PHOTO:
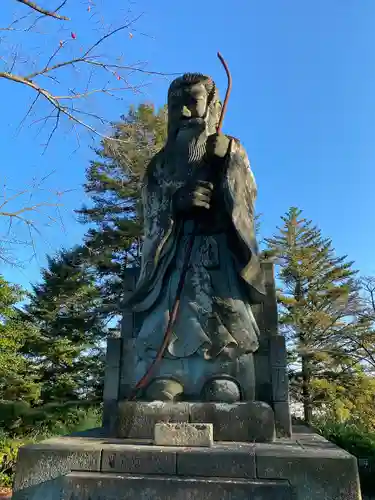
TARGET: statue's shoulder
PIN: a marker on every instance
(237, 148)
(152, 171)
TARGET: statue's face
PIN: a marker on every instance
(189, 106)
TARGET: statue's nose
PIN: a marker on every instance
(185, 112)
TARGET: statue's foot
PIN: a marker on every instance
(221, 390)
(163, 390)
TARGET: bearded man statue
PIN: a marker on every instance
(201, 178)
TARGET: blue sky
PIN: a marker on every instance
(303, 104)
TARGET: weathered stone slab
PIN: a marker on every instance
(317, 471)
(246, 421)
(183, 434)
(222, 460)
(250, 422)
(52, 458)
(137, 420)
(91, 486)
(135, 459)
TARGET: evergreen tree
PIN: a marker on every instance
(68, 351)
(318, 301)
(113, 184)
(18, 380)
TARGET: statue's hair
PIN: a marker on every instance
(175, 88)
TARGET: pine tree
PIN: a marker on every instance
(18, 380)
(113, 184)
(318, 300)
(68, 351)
* * *
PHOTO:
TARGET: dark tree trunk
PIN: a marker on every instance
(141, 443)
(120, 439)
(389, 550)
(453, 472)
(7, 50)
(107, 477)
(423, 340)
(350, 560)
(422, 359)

TASK STATEMENT: Lines holding "TARGET" in the data above: copy each of them.

RESULT OF THIS TASK:
TARGET: statue's shoulder
TARGET: statue's face
TARGET: statue's nose
TARGET: statue's foot
TARGET: bearded man statue
TARGET: blue sky
TARGET: weathered stone slab
TARGET: evergreen tree
TARGET: statue's hair
TARGET: pine tree
TARGET: dark tree trunk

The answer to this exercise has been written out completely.